* _STUDY TEXT_
■ ■ ■ ■ ■
Writers’ diary: stardate: 10.01.2014
My author-publisher start to the New Year feels similar in mood and results to how the kinder (that’s kinder as in more charitable not as in egg) broadsheets have been moved to remark regarding David Moyes’ first season in charge at Man Utd – it’s not been the best of starts. And after all that positive looking back last week on such fond memories of 2013. That’ll teach me. If I haven’t made it plain thus far, I’m feeling a bit miserable. (Pity-post alert – DEFCON 5: that’s blue).
What is the source of my wretchedness? Apart from my weakly (?) blog-posts, I haven’t written anything new since…Twas the week before Christmas…(No, I’m not claiming to have written that poem. That was Clement Clarke Moore, of course.)
For as long as I can remember since this writing life got going, I get crotchety if I don’t write regularly. At times it feels like my authorial urges border on, if not an addiction (that’s a bit melodramatic but arguably in keeping with this post), then obsessive – a compulsive habit – which I find easier to give into than to ignore. A bit like an open bottle of wine.
Like doing a line of the white stuff, writing takes me into a fantasy world; it gives me a high and makes me feel good about my day. But the more I do the more I want to do. (It is sounding a bit like an addiction, now.) However, unlike the white stuff, it costs nothing more than time and effort and the price of a happy marriage and I don’t sniff as much as I used to (unless I’m crying because I’m not writing as much as I want to.) (Pity-post alert – DEFCON 4: that’s green.)
I haven’t written anything because I’ve been doing those pesky edits of the R&M books. I finished my corrections of all three books last week. I had to read them each again on my laptop to do it. It was the best way. I remember writing on this blog something about not wanting to go too much to town on them because of what they represented regarding my authorial journey. (Why didn’t anyone tell me how stupid that viewpoint is?)
Anyway, all done and it was a great relief to have them out of the way (for about fifteen minutes). (Pity-post alert – DEFCON 3: that’s yellow.)
I thought I’d better check them before I uploaded them to Amazon – make sure the formatting was still good. So, I pinged them to Kindle, got them back and opened Rope Enough to skim read. What a mistake? Within two pages (that’s Kindle pages not A4 pages, so about twenty four words in total) I’d spotted four things I wanted to change – again. I kept going and there were more…and more…and more. In the end I threw in the towel, got the laptop fired up, opened the file and started reading Rope Enough again. I’ve nearly finished it. I’ve changed a lot this time. I had to. It’s still called Rope Enough, but only because I can’t afford a new cover.
Martin (he of the proofreading variety) will tell you of my love affair with the word ‘that’, which I seemed to insert into my early texts like a fruit machine addict inserts pound coins into…fruit machines. I’ve lost count of the number I have culled in this second run through. And I haven’t stopped there. Vocabulary that didn’t quite hit the spot or was just plain wrong, dialogue a bit wooden, punctuation, punctuation, punctuation!!! (as Tony Blair might say if he were my editor). I’m still never going to spot everything, but I’ve got to make it the best I can before I can be happy. (Epiphany alert: Maybe that’s my problem – I simply can’t be happy. Shit that explains a lot. It’s like someone’s just given me a pair of spectacles to correct my hindsight. I am able to view my past with a stark clarity. It makes me uncomfortable. Puts glasses back in case and throws case into a drawer.) (Pity-post alert – DEFCON 2: that’s red.)
■ ■ ■ ■ ■
* _DATA FOR REVIEW_
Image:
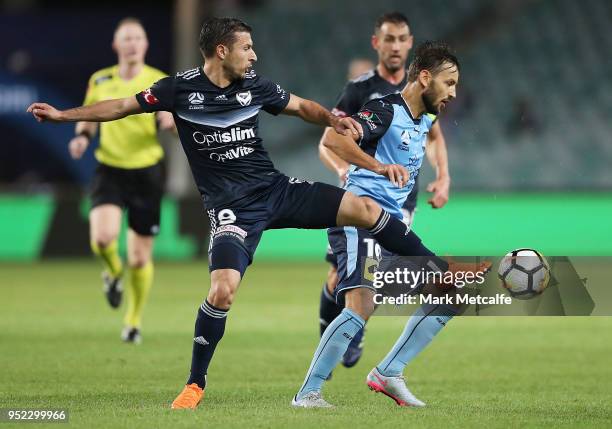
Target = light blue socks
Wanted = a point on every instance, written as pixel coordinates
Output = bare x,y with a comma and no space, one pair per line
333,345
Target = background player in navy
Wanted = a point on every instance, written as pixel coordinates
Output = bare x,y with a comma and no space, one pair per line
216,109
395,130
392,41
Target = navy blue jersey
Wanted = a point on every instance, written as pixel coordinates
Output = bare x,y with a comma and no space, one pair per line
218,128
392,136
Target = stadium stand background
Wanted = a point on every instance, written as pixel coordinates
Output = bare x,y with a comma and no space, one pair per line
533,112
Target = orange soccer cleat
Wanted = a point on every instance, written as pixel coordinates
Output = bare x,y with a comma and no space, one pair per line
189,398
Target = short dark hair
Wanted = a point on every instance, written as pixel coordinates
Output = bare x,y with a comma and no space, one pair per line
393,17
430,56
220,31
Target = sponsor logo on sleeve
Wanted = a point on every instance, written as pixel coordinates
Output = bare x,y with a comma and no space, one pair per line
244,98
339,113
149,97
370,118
■ ■ ■ ■ ■
* _TASK INSTRUCTIONS_
1. Reproduce the part of the diary entry between "Like doing a" and "4: that’s green.)", inclusive.
2. According to the diary entry, why is the book still called Rope Enough?
3. Decide whether each statement agrees with the diary entry, and answer yes or no with the deciding words from the text quoted exactly.
(a) The writer finished correcting all three R&M books last week.
(b) The writer claims to have written the poem "Twas the week before Christmas."
(c) Within two Kindle pages of Rope Enough, the writer found four things to change.
The listing has no connection to the diary entry.

* _TASK ANSWERS_
1.
Like doing a line of the white stuff, writing takes me into a fantasy world; it gives me a high and makes me feel good about my day. But the more I do the more I want to do. (It is sounding a bit like an addiction, now.) However, unlike the white stuff, it costs nothing more than time and effort and the price of a happy marriage and I don’t sniff as much as I used to (unless I’m crying because I’m not writing as much as I want to.) (Pity-post alert – DEFCON 4: that’s green.)

2. Only because the writer can't afford a new cover.

3.
(a) Yes: "I finished my corrections of all three books last week."
(b) No: "I’m not claiming to have written that poem."
(c) Yes: "I’d spotted four things I wanted to change"